▶ [Source extract]
————————

In papers unsealed today in Delaware's Chancery Court, lawyers representing Yahoo! investors said Yahoo! officials "gave the back of their hand" to Microsoft's endeavour to negotiate a buyout. Microsoft Corp. had offered $40 a share to Yahoo! Inc. in January 2007, show court papers unsealed during a lawsuit regarding Yahoo!'s refusal to accept Microsoft's takeover offer. Yahoo!'s shares are now trading in the range of $26.

Jerry YangSome Yahoo! shareholders are now looking to hold chief executive officer Jerry Yang and other directors accountable for their refusal to accept Microsoft's offer. Microsoft had made a $33 a share offer for Yahoo! on 31 January, and had withdrawn it on 3 May because Yahoo! consistently maintained that it undervalued the company, and did not agree on a price.

The complaint says Microsoft's chief executive officer Steve Ballmer was willing to part with $40 a share last year to help Yahoo! compete with search rival top Google Inc. Investors say Yahoo! CEO Jerry Yang used his powers "to delay, to refuse to negotiate in good faith and to erect roadblocks'' to Microsoft's bid.

Activist investor billionaire Carl Icahn has bought Yahoo! stock since 3 May, when Microsoft scrapped its bid, and has threatened to oust the directors if they don't engage with Microsoft. He has proposed his own set of directors, and has won support from John Paulson's Paulson & Co., Pickens and investor Daniel Loeb, who have also acquired stakes in Yahoo!

Yahoo!'s directors are scheduled to stand for re-election during its next shareholder meeting slated for end July.

Shareholders suing directors in the Delaware suit would like to see them held financially liable for spurning Microsoft's offer, and setting up a costly employee-severance plan in case of a hostile takeover.

————————

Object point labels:
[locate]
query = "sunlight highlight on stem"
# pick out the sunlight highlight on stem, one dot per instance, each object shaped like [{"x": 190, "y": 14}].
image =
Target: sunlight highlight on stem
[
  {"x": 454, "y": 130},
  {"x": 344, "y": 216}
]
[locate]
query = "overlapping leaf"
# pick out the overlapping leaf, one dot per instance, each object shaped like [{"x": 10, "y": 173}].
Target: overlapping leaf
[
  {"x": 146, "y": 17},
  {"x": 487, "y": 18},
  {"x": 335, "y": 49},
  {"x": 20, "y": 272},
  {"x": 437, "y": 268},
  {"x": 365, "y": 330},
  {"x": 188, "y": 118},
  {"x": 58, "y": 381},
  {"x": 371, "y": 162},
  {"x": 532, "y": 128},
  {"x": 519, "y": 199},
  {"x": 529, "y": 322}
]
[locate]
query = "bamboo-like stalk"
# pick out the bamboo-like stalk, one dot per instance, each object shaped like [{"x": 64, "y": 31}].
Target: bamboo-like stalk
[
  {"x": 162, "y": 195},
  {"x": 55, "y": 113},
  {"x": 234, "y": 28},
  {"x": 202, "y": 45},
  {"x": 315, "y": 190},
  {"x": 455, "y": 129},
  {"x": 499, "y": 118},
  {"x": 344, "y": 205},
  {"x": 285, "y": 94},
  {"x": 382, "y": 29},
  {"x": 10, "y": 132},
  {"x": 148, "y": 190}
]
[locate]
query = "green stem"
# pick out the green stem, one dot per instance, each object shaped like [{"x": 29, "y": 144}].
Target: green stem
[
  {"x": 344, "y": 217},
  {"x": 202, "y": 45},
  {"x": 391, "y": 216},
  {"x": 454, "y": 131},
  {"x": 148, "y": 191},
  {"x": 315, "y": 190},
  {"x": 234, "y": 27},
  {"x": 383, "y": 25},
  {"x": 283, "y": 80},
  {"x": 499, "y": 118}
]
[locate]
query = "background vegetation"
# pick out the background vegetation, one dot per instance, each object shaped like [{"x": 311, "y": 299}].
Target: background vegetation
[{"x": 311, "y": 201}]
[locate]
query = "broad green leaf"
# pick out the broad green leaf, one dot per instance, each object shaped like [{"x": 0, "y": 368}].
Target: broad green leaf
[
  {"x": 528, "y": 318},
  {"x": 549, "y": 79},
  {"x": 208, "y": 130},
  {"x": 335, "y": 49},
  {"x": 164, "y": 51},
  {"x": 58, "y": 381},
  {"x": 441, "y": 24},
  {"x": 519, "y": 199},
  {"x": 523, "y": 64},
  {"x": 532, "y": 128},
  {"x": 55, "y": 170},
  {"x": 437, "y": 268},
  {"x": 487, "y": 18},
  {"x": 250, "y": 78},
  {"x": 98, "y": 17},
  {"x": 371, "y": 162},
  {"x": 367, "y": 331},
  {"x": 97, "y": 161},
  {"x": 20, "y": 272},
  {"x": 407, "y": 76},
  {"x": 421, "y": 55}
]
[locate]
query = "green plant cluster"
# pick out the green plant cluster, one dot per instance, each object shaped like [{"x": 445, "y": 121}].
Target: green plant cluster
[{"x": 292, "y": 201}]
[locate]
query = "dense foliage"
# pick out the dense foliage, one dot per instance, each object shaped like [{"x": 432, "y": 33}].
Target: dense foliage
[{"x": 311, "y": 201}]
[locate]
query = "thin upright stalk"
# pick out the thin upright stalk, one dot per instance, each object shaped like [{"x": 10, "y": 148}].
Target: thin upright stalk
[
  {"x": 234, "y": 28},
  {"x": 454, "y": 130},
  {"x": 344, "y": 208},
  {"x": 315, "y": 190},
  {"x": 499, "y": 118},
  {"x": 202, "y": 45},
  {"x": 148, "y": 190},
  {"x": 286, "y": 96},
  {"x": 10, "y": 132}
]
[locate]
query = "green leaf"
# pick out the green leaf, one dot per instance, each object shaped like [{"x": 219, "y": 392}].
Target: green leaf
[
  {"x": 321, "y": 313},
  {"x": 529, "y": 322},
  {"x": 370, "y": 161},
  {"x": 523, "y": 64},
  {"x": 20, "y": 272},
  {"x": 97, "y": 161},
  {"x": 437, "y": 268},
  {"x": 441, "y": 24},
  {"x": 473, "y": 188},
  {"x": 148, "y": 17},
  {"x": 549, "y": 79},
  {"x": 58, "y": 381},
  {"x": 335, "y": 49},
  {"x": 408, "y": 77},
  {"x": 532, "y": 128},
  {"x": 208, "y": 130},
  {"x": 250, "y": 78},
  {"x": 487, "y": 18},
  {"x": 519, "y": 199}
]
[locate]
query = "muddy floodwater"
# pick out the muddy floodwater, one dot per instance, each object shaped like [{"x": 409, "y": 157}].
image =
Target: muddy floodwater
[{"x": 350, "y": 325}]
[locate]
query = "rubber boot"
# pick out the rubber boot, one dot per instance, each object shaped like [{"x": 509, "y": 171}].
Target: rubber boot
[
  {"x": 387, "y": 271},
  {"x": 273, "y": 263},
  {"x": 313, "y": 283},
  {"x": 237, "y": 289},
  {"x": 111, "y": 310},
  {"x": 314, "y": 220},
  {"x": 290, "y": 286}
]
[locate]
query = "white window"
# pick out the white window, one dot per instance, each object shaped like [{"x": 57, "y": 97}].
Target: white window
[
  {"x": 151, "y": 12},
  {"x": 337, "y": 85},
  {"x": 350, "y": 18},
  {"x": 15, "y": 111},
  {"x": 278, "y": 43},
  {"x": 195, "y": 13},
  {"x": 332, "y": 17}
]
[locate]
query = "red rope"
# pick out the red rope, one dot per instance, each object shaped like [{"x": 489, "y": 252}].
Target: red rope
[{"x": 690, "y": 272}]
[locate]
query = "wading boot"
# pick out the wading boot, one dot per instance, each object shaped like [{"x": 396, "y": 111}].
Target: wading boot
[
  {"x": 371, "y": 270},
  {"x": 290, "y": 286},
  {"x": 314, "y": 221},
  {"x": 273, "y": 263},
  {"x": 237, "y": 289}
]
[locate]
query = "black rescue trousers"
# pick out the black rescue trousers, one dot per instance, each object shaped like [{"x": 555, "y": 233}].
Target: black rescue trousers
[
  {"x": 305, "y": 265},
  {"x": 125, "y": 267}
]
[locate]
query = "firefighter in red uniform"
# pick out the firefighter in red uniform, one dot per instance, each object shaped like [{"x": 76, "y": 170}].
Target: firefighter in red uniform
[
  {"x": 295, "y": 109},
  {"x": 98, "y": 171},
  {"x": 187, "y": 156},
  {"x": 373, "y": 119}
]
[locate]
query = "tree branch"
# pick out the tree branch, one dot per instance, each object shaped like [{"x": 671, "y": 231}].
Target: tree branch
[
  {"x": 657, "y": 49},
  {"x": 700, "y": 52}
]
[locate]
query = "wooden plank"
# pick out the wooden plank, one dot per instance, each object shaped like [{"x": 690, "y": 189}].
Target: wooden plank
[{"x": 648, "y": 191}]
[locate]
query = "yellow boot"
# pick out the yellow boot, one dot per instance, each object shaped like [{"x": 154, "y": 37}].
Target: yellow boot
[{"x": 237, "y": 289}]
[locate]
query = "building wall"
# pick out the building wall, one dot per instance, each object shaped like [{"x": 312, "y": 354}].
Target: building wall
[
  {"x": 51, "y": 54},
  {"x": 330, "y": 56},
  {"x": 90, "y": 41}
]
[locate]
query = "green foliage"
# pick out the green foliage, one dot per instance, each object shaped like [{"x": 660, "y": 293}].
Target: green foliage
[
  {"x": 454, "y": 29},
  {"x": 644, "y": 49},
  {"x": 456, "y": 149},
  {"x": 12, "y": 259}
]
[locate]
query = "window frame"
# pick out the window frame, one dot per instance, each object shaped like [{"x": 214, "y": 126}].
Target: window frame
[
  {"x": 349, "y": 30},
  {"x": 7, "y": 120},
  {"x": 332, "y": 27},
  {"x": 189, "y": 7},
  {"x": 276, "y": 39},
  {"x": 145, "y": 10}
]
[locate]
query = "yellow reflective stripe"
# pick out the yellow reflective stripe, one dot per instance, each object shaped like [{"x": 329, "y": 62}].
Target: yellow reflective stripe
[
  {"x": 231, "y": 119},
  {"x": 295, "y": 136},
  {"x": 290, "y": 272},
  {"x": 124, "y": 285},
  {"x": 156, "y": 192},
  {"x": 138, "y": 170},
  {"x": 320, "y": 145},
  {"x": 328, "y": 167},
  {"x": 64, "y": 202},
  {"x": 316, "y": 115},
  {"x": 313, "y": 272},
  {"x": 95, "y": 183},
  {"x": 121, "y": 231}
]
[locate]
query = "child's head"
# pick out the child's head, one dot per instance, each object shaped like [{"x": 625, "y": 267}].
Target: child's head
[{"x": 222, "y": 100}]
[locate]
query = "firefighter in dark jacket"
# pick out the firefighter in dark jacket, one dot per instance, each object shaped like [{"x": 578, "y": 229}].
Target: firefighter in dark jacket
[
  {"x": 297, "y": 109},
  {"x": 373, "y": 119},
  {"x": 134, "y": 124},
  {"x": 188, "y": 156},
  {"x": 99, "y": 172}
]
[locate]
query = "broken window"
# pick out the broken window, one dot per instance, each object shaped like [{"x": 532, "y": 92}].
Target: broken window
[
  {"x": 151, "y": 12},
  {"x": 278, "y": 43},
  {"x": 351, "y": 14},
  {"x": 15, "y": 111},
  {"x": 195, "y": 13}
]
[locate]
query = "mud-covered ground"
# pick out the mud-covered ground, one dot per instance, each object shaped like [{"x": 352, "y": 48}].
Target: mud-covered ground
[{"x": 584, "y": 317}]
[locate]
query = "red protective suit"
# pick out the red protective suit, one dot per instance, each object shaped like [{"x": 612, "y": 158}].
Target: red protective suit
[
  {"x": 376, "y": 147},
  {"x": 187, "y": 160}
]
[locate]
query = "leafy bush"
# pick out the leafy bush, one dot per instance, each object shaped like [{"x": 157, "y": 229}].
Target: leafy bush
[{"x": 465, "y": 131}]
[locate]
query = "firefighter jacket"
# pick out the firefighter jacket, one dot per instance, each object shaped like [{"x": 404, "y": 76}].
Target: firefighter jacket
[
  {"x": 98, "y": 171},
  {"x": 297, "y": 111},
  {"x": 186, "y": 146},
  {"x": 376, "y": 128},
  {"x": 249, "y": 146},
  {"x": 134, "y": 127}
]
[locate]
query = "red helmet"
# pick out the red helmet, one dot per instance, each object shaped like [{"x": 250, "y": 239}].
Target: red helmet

————————

▶ [Short task 1]
Summarize the Yahoo! lawsuit article in two sentences.
▶ [Short task 2]
From the Yahoo! lawsuit article, reproduce the passage starting with "Shareholders suing directors" and going on through "a hostile takeover.".

▶ [Written solution 1]
Court papers unsealed in Delaware's Chancery Court show that Yahoo! shareholders are suing chief executive officer Jerry Yang and other directors over their refusal to accept Microsoft's takeover offer. They want the directors held financially liable for spurning the offer and for setting up a costly employee-severance plan, while activist investor Carl Icahn has threatened to oust the directors and has proposed his own set of directors.

▶ [Written solution 2]
Shareholders suing directors in the Delaware suit would like to see them held financially liable for spurning Microsoft's offer, and setting up a costly employee-severance plan in case of a hostile takeover.